What is required: Render the lines of the records from the one containing "Reviewer note: make sure each instance of the dark green" through the end of the records, both included, as a JSON list of strings with one string per line, omitting blank lines.
(begin)
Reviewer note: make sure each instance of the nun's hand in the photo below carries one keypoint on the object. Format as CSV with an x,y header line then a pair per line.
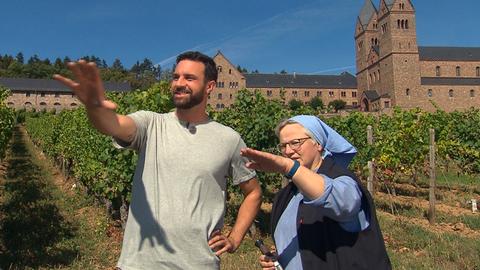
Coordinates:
x,y
266,162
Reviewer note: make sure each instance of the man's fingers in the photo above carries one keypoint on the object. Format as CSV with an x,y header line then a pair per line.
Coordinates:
x,y
109,105
66,81
225,248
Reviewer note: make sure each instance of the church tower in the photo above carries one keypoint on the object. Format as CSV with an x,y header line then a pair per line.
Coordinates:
x,y
366,36
392,68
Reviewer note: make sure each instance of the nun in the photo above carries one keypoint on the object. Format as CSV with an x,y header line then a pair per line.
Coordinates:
x,y
324,218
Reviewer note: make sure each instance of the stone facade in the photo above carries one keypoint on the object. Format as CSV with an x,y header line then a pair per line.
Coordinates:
x,y
390,62
298,87
42,100
43,94
230,80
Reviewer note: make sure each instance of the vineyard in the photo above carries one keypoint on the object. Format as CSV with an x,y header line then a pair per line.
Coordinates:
x,y
6,121
399,150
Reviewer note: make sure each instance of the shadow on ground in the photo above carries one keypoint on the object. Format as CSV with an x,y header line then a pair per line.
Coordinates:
x,y
33,233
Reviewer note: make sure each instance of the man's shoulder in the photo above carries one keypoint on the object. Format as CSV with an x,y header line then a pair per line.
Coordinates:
x,y
224,130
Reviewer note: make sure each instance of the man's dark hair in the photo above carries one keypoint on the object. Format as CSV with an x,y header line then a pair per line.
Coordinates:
x,y
211,73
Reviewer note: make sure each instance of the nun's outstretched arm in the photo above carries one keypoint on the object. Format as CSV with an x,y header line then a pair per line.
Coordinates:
x,y
312,185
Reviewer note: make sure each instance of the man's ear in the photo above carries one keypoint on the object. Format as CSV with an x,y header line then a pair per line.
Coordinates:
x,y
320,148
210,86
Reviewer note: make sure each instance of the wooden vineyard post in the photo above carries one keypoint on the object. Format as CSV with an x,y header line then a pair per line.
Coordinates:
x,y
371,172
431,211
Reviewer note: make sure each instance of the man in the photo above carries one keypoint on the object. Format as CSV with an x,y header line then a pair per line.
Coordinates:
x,y
178,195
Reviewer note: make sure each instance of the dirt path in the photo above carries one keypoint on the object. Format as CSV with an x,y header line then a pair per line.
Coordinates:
x,y
44,222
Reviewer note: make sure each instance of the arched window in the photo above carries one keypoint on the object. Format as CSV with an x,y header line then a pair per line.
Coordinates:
x,y
27,105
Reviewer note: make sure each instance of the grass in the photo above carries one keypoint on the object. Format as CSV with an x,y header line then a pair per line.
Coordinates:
x,y
412,247
44,227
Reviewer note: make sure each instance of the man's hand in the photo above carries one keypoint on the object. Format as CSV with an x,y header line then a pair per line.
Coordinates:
x,y
266,263
88,86
221,244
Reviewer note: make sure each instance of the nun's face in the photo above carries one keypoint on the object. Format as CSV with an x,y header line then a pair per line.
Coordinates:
x,y
296,144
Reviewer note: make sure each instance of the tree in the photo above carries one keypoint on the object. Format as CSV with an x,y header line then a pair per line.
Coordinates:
x,y
316,103
337,104
295,104
117,65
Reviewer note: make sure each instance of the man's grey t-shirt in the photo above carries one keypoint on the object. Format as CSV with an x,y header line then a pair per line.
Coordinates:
x,y
178,196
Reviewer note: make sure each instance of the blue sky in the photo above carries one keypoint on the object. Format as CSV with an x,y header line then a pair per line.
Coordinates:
x,y
310,36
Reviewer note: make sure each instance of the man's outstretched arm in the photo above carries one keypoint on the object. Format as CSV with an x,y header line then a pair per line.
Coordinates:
x,y
88,87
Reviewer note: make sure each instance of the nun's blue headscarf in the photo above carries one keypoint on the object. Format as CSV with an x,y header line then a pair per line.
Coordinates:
x,y
333,144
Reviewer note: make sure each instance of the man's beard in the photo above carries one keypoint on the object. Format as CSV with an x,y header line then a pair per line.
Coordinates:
x,y
191,101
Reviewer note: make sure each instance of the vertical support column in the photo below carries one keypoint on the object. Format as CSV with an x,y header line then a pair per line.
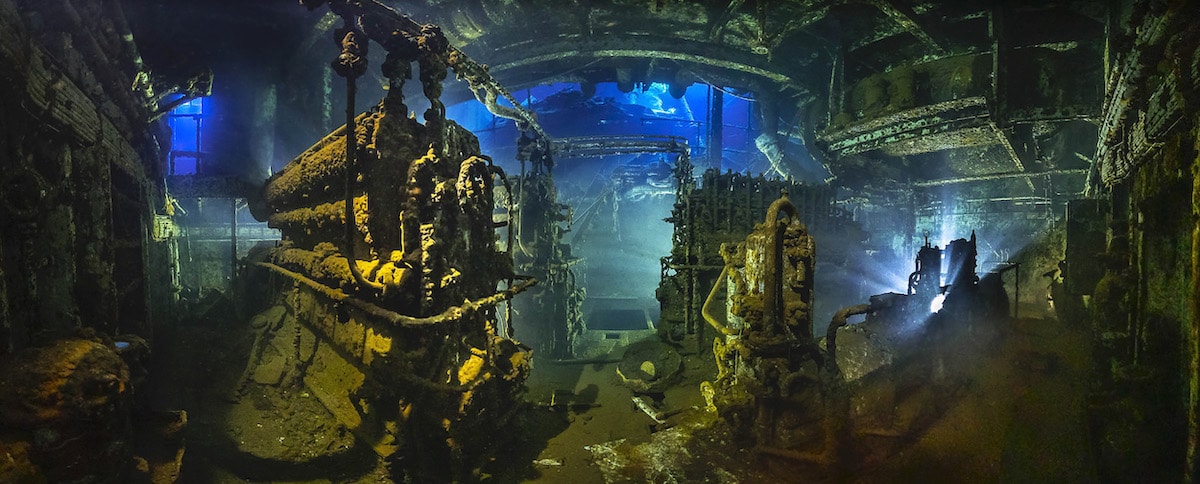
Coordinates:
x,y
997,29
233,240
1192,342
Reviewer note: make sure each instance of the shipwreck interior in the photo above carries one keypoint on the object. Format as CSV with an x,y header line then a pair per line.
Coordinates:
x,y
599,242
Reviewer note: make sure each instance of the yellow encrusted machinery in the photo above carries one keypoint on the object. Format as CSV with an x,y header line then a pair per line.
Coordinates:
x,y
389,260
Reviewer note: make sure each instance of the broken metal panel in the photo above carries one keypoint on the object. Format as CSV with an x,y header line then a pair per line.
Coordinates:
x,y
916,130
1086,238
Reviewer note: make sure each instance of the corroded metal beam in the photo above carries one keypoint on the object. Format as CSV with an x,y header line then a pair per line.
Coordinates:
x,y
609,145
907,19
923,121
1006,175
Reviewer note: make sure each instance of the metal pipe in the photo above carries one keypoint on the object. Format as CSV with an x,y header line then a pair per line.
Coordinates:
x,y
1001,177
707,309
351,174
233,240
773,290
449,315
840,320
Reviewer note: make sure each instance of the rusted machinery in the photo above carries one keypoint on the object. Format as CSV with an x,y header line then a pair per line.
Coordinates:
x,y
777,388
389,255
863,392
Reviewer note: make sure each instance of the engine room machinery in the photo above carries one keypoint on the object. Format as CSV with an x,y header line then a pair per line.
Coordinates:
x,y
390,260
858,394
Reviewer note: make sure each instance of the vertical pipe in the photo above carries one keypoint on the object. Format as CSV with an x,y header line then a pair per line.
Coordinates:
x,y
715,126
1017,305
233,240
1192,473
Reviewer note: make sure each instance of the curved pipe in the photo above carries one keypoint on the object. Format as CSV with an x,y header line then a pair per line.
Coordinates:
x,y
351,174
450,315
773,292
707,309
839,320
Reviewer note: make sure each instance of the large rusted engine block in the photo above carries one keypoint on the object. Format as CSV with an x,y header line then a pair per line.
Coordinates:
x,y
412,358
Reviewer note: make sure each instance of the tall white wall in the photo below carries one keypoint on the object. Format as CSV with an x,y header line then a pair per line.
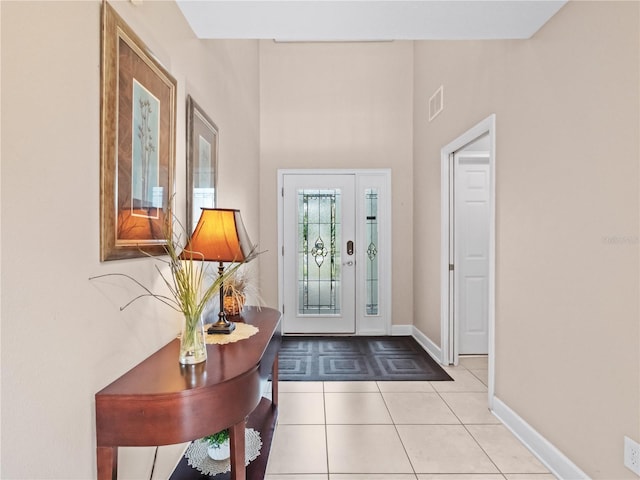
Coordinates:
x,y
567,167
63,337
338,105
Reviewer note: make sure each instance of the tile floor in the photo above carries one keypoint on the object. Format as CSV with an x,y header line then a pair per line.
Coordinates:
x,y
397,431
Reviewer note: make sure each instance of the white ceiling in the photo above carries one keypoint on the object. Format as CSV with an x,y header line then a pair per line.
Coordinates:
x,y
362,20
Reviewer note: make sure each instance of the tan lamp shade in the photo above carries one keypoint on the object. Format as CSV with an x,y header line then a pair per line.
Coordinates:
x,y
219,236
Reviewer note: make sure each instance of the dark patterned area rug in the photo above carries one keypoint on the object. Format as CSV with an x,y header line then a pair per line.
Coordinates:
x,y
355,359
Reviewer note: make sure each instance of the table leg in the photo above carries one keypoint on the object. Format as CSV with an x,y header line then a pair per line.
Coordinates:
x,y
107,461
274,383
237,447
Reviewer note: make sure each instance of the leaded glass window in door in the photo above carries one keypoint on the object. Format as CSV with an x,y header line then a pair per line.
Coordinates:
x,y
319,240
371,235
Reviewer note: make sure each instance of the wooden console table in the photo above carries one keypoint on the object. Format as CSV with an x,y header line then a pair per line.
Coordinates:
x,y
160,402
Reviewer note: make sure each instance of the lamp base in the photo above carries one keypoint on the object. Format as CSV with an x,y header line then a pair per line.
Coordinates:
x,y
221,327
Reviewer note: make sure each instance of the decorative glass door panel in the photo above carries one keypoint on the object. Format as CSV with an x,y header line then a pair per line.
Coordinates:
x,y
371,239
319,272
319,251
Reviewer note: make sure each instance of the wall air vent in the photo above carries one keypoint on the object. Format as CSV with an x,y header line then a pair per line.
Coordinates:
x,y
436,103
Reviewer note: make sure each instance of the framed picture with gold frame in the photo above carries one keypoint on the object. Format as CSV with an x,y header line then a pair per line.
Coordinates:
x,y
202,162
137,142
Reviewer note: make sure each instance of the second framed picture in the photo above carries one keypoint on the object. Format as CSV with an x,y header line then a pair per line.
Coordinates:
x,y
202,162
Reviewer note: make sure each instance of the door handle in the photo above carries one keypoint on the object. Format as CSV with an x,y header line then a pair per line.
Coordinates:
x,y
350,247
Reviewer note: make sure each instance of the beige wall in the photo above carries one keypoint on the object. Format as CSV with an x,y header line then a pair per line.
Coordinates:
x,y
338,105
567,330
63,337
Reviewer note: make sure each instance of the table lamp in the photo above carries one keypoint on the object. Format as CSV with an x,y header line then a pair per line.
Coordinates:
x,y
220,236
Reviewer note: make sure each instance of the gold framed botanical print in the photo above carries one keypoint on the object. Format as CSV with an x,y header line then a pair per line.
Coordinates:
x,y
138,110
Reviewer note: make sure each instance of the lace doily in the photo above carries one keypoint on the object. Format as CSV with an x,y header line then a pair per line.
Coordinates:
x,y
242,331
197,454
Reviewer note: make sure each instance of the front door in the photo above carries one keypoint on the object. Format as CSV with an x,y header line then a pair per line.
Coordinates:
x,y
319,260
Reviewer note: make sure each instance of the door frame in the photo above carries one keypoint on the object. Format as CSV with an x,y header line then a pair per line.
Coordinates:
x,y
448,328
381,324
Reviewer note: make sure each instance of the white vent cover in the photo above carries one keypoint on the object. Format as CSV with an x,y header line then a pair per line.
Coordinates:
x,y
436,103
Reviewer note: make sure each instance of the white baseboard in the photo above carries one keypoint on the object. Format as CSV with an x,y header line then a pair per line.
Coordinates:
x,y
547,453
426,343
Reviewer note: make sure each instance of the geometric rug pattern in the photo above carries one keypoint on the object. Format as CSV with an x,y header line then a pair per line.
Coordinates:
x,y
384,358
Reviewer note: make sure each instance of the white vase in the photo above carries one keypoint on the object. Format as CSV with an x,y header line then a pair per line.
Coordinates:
x,y
219,452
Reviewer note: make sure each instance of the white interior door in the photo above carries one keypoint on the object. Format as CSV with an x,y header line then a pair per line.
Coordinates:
x,y
471,247
319,261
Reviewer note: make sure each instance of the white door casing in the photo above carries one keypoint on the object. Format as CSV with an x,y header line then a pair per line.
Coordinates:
x,y
362,279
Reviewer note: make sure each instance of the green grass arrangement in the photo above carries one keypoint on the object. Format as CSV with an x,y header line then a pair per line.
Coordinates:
x,y
186,283
217,439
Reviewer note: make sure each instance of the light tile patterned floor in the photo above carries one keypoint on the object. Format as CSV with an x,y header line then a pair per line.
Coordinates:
x,y
397,431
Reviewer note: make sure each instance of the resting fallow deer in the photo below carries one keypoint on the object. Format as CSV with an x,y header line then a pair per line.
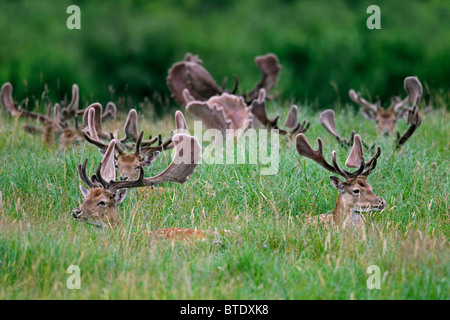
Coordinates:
x,y
355,193
385,118
129,157
259,111
101,201
191,75
53,127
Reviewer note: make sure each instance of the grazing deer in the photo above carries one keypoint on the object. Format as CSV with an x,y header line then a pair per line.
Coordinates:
x,y
191,75
355,193
259,112
385,118
128,157
53,127
101,201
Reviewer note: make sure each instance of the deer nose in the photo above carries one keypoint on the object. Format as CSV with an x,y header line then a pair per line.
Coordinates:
x,y
381,203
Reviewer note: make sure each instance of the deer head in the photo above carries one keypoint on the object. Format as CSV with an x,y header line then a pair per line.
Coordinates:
x,y
128,157
355,193
385,118
104,194
53,127
191,75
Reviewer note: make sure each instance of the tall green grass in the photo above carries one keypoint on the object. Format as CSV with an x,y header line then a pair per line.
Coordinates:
x,y
273,251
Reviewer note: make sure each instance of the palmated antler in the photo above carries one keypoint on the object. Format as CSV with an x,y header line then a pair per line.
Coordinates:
x,y
270,71
414,88
259,111
190,74
187,158
354,160
327,120
222,112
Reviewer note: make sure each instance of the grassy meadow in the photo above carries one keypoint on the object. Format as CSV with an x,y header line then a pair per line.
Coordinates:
x,y
272,252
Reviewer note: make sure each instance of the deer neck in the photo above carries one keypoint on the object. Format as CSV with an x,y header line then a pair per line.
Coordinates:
x,y
343,210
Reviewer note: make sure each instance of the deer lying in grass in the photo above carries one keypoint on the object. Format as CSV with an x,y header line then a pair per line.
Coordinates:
x,y
355,193
129,157
191,75
53,127
386,118
101,201
259,111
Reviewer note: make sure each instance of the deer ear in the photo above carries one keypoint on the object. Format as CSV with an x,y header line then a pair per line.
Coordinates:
x,y
337,184
120,196
368,114
84,191
150,158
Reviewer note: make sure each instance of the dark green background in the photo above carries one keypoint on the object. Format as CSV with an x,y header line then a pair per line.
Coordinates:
x,y
324,47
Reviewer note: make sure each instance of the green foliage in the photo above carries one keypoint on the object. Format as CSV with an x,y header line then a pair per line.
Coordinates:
x,y
325,47
273,251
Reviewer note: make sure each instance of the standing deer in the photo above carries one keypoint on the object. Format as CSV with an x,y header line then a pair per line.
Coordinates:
x,y
129,157
191,75
355,193
386,118
101,201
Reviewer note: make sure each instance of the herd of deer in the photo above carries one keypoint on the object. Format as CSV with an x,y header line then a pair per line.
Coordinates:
x,y
124,159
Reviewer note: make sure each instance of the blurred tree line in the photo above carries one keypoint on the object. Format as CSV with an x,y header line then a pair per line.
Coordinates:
x,y
125,47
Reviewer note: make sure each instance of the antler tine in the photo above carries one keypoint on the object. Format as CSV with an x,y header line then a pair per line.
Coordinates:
x,y
259,110
130,128
138,143
110,111
414,120
372,163
57,117
93,135
97,120
236,84
71,109
83,174
187,157
414,88
304,148
7,100
326,118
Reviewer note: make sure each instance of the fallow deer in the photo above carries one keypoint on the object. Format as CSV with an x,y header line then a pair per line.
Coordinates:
x,y
129,157
223,112
53,127
101,201
191,75
385,118
355,193
326,118
259,111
(end)
Reply:
[
  "Reviewer note: make sure each instance of the dark green background in the photo above carries one keypoint on the object. Format as CSV with an x,y header line then a pair per line.",
  "Coordinates:",
  "x,y",
  "324,47",
  "Reviewer note: make sure each instance of the green foliage in the photo above carries one keypoint on the object. Format as CSV with an x,y header line then a pair per line.",
  "Coordinates:",
  "x,y",
  "325,47",
  "273,251",
  "Reviewer note: make sure each instance of the standing deer in the photo above carries one keypoint on the object. Format as CSV with an x,y header line then a pair per line.",
  "Coordinates:",
  "x,y",
  "129,157",
  "191,75",
  "355,193",
  "386,118",
  "101,201",
  "Reviewer note: make sure each instance of the herd of deer in the photo above carries one keypoint on the object. Format as CSV with an x,y header line then a pair per line.",
  "Coordinates:",
  "x,y",
  "124,159",
  "Reviewer note: make sure each instance of the blurred tree line in the photo above carries one keypoint on the object. Format as CSV with an x,y header line then a pair per line.",
  "Coordinates:",
  "x,y",
  "125,47",
  "Reviewer note: make sure each instance of the antler tine in the photo above carries one keypoint on the object. Format as CSV with an x,y header line then a pair per line.",
  "Coordinates:",
  "x,y",
  "259,110",
  "130,128",
  "138,143",
  "110,111",
  "414,120",
  "372,163",
  "57,117",
  "93,135",
  "97,120",
  "236,84",
  "71,109",
  "83,174",
  "187,157",
  "414,88",
  "304,148",
  "7,100",
  "326,118",
  "Reviewer note: make sure each instance of the fallow deer in the photo above carries one keypoint on the object. Format as CSV with an x,y header line then a pair per line.",
  "Coordinates:",
  "x,y",
  "129,157",
  "223,112",
  "53,127",
  "101,201",
  "191,75",
  "385,118",
  "355,193",
  "326,118",
  "259,111"
]